▶ _What to produce_
An exact transcription of the records is required, minus any images.

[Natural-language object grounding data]
────────────────

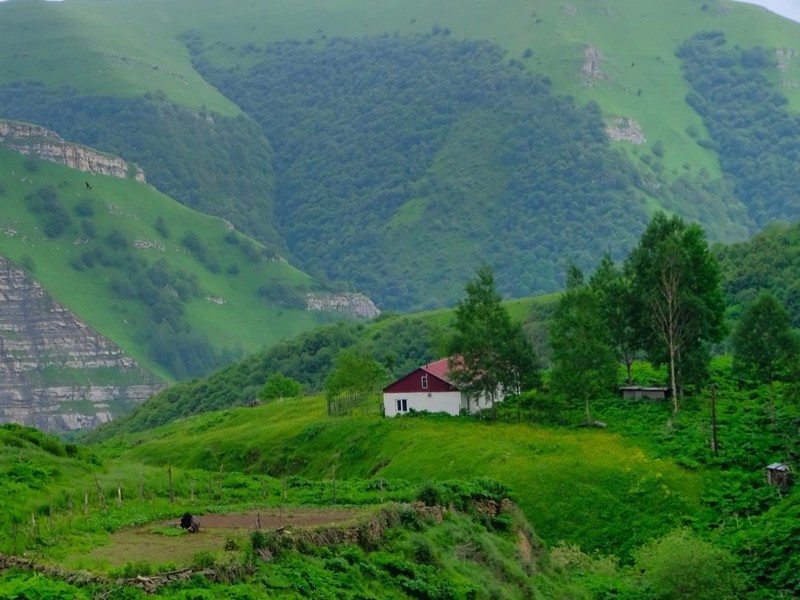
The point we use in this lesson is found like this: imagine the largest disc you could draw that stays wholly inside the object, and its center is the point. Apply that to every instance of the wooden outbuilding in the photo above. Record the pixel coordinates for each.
(779, 474)
(638, 392)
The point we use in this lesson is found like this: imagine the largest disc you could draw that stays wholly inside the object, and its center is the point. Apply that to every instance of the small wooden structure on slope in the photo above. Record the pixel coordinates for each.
(780, 475)
(637, 392)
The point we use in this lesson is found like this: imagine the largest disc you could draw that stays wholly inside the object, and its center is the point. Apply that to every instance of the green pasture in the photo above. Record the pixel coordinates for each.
(589, 487)
(229, 310)
(134, 47)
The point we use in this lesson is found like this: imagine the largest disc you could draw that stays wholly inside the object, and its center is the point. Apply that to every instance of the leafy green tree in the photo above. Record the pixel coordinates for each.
(280, 386)
(677, 283)
(765, 347)
(614, 291)
(488, 353)
(354, 377)
(584, 364)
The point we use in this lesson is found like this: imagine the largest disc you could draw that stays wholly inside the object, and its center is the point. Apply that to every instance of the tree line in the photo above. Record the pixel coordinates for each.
(664, 304)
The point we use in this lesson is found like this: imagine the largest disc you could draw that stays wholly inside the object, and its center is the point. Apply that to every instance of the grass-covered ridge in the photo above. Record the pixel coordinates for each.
(468, 180)
(546, 469)
(136, 266)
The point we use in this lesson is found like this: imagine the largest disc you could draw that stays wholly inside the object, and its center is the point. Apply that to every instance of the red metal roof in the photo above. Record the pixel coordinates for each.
(412, 382)
(439, 369)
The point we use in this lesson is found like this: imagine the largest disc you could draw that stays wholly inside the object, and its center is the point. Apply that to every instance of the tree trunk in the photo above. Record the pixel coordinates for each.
(673, 383)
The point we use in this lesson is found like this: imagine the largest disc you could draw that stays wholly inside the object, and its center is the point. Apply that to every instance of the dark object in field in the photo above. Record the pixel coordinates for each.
(189, 522)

────────────────

▶ _The completed task_
The point we use in this lesson is found like this: imagine the largest disc you could draw that stays wholly inside the object, and its center is the point. Apply that to every instance of the wooden outbuilding in the photo above. Record the pixel coordinates for each.
(779, 474)
(638, 392)
The point we use in this lesson is found like this: imagine the largest disc you could draw that stays wholly inside the object, and its center is the point. Apply that to every instance of the small wooden structure on slope in the photo above. Record the pixel coordinates for each.
(780, 475)
(637, 392)
The point we use in this lesson is found like this: imagine the largest disc you could draw that stays wholly inside the object, and its center is the point. Apply that to every instance of the green pasture in the photo above. Record the pixel coordinates for each.
(589, 487)
(229, 310)
(134, 47)
The point we use in this lesson is found like this: imagine the largest disc you could draw that stays wholly inside the object, and its center is the point. Apply that to every instance of the leafy green tree in the photo above. Record the pixel coordinates for each.
(280, 386)
(677, 283)
(765, 347)
(614, 291)
(488, 353)
(354, 377)
(584, 364)
The point we use in this lesson is found like this: imagine the largest disc you could draw that stays wholly inside the object, and its center is the point. Apply that to every instance of the tree line in the photo above. Record the pixel coordinates for each.
(664, 304)
The point we use in this lesson is found like this: imagine the largest disc you could draw that stays wholly inside the object, and its center is the point. Apply that to every instance of the grass-covered ridge in the photo above. Record the pixel coordinates for each.
(468, 180)
(546, 469)
(136, 266)
The point we use in this lesson is found like this: imagine the largest disc you could draw that stays wholly inside the object, and its center is the point. Apply that to every instance of the red metal roof in the photo above. Record the pixel coordinates for each.
(412, 382)
(439, 369)
The point we use in this lesson is found like this: imagine the largest disc you could draw that stays wholly inside the object, and its center is the point. Apply that to every instance of the tree trunk in the photo above. Record the pixel coordinates for each.
(673, 383)
The point we use in this lesson is found like this: imagine the largest disc you could draw that stays wholly inside the object, and its center is the point. Apply that to every instance of the dark object in field in the photo above. Record the pixel coordinates for each.
(189, 522)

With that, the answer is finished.